# Start of EXCERPTED TEXT
# Few Remarks
If you liked the notebook I want you to do something for me please: drop a star, leave a comment and be sure to tell somebody you love! \
Alright I'll catch you in the next one!

P.S: I spend much time on this projects, some feedback or support would be truly appreciated! 🥹

P.P.S.: check also on [GitHub](https://github.com/santurini/SimSiam-Tensorflow) and suggest me more SSL cool frameworks pls!

In [None]:
%pip install -q einops
import tensorflow as tf
from tensorflow.keras import layers, losses
from einops import *
from einops.layers.tensorflow import EinMix as Mix

# Overview

In this notebook we are going to implement a famous framework of contrastive learning that was introduced in the following paper whose reading I recommend: [SimSiam: Exploring Simple Siamese Representation Learning](https://arxiv.org/abs/2011.10566). 

#### What is Self-supervised Learning?

Self-supervised learning consists in training a model on a generic task with generic labels (free to obtain) in order to teach the model a common visual sense of the object rather than specific patterns as in supervised learning.

The generic task is also called *Pretext Task*, for instance we can rotate the image and let the model guess the degree angle. In order to answer the model will learn a visual commonsense of the object and also rotation invariance.

In the pretext task we have no notion of score, we only care about learning good representations that will then be used in a downstream task (i.e. image classification) on a small labeled dataset.

![image.png](attachment:4e4465bc-9192-4830-9f3c-3435116d74eb.png)

#### And what is Contrastive Learning?

Contrastive Learning is a specific technique of Self-supervised learning in which we train the encoder by passing to each branch a different augmentation of the input as positive sample and augmentations of other samples as negative examples. The idea is training the encoder to attract positive samples and repulse negative samples. The architecture is usually something like this (this is [SimCLR](https://arxiv.org/abs/2002.05709)):

![image.png](attachment:d6105405-4aef-430c-acb0-292967947333.png)

#### What is different in SimSiam?

The difference of SimSiam with respect to traditional Contrastive Learning is that it doesn't uses negative samples, in general this should lead to the collapse of representations towards a same constant for all classes but in SimSiam this is avoided by introducing the stop gradient in the right branch and using an additional predictor head (in this implementation we are going to use a symmetric architecture as the authors suggest) to learn better representations:

![image.png](attachment:12339c71-94f0-4988-a818-cb5a86295058.png)
# End of EXCERPTED TEXT
SET OF TASKS:
1: Answer these questions about the SimSiam notebook:
(a) Which package does the notebook install with pip?
(b) What pretext task does it give as an example?
(c) What does SimSiam introduce in the right branch to avoid collapse?
2: Rewrite the stretch of the SimSiam notebook from "Contrastive Learning is a" through "different in SimSiam?", replacing "encoder" with "backbone".
3: Write the next part of the SimSiam notebook, picking up after its last line.
You won't need the entries for any of this.
# Start of MATERIAL SHOWN
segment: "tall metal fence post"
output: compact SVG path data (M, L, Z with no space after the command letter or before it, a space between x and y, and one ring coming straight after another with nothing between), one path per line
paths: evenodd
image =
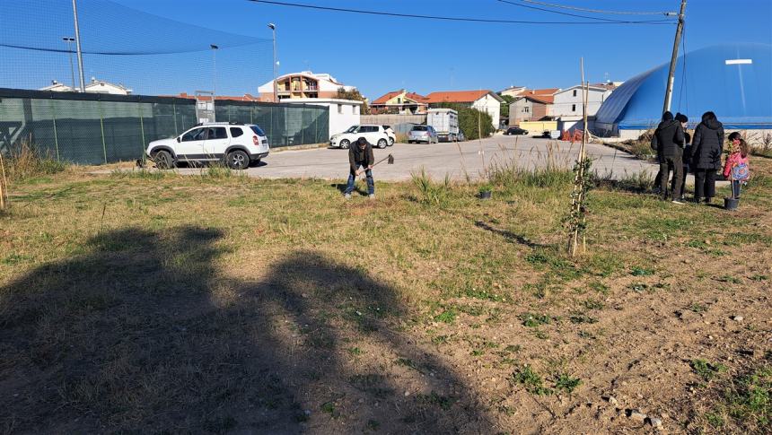
M107 163L107 145L104 142L104 115L101 112L101 100L97 102L99 103L99 126L101 130L101 151L104 153L104 162Z
M145 160L145 148L146 145L145 144L145 122L142 120L142 103L136 103L136 111L139 112L139 130L142 132L142 153L140 155L140 159Z
M177 103L171 103L171 117L174 118L174 135L176 136L180 134L180 132L177 131Z
M57 161L59 159L59 135L57 133L57 108L54 106L54 100L48 100L48 105L51 107L51 117L54 120L54 146L57 147Z

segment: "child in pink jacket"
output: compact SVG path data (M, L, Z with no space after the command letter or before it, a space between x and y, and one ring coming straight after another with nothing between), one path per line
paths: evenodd
M729 135L731 151L724 165L724 177L732 180L732 195L740 197L741 187L750 178L748 165L748 143L737 132Z

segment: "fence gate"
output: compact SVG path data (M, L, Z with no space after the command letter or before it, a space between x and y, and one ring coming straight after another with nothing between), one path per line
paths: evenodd
M215 122L215 92L196 91L196 117L198 122Z

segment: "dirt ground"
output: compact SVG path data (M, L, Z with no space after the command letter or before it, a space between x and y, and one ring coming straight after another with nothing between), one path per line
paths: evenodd
M20 182L0 431L769 433L772 374L744 413L724 393L772 365L772 163L754 164L733 213L597 187L575 260L557 181L436 204L406 183L344 202L222 174Z

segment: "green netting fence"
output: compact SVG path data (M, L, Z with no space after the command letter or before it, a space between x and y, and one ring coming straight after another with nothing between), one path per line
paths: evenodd
M259 126L271 147L329 140L326 107L217 100L217 121ZM22 141L57 160L100 164L143 158L147 144L197 122L196 100L0 89L0 152Z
# End of MATERIAL SHOWN
THE RESULTS:
1:
(a) einops
(b) Rotating the image and letting the model guess the degree angle
(c) The stop gradient

2:
Contrastive Learning is a specific technique of Self-supervised learning in which we train the backbone by passing to each branch a different augmentation of the input as positive sample and augmentations of other samples as negative examples. The idea is training the backbone to attract positive samples and repulse negative samples. The architecture is usually something like this (this is [SimCLR](https://arxiv.org/abs/2002.05709)):

![image.png](attachment:d6105405-4aef-430c-acb0-292967947333.png)

#### What is different in SimSiam?

3:
# Contrastive Loss
The contrastive loss is just a negative cosine similarity between the prediction and the representation of opposite branches, therefore we need to implement the general formula (that we will implement here and call $D$) that will then be used in its extended version in the train_step of the model class after applying stop gradient on $z_1$ and $z_2$:

$$L=\frac{1}{2}D(p_1, z_2) + \frac{1}{2}D(p_2, z_1)$$

In [None]:
#@title contrastive loss
class ContrastiveLoss(losses.Loss):
  def __init__(self):
    super().__init__()

  def call(self, p, z):
    p = tf.math.l2_normalize(p, axis=1)
    z = tf.math.l2_normalize(z, axis=1)
    return - reduce(einsum(p, z, 'b d, b d -> b'), 'b -> 1', 'mean')

# Backbone aka Target Model
The backbone is the model we want to pretrain with the pretext task in order to teach the general features of an object and the invariances that will tested later on a downstream task. In this case I'm using a mixture between the concepts of YOLO's Darknet and ResNet.

In [None]:
#@title backbone

#@title convolution
class Conv(layers.Layer):
    def __init__(self, filters, kernel, *args, **kwargs):
        super().__init__(*args)
        self.conv = layers.Conv2D(filters, kernel, **kwargs, padding='same', use_bias=False)
        self.ln = layers.BatchNormalization()
        self.selu = layers.Activation('relu')
        
    def call(self, inputs, training=False):
        inputs = self.conv(inputs, training=training)
        inputs = self.ln(inputs, training=training)
        inputs = self.selu(inputs)
        
        return inputs

#@title residual connection
class ResidualConnection(layers.Layer):
    def __init__(self, filters, **kwargs):
        super().__init__(**kwargs)
        self.conv1 = Conv(filters, 3) 
        self.conv2 = Conv(filters*2, 3) # double the filters
    
    def call(self, inputs, training=False):
        residual = inputs
        inputs = self.conv1(inputs, training=training)
        inputs = self.conv2(inputs, training=training)
        return inputs + residual

#@title backbone
class convnet(tf.keras.Model):
    def __init__(self, classes, filters):
        super().__init__()
        self.conv_1 = Conv(filters*2, 1, name='conv1')
        self.res_1 = ResidualConnection(filters, name='res1')
        self.conv_2 = Conv(filters*4, 1, name='conv2')
        self.res_2 = ResidualConnection(filters*2, name='res2') 
        self.conv_3 = Conv(filters*2, 1, name='conv3')
        self.globalpool = layers.GlobalMaxPooling2D(name='globalpool')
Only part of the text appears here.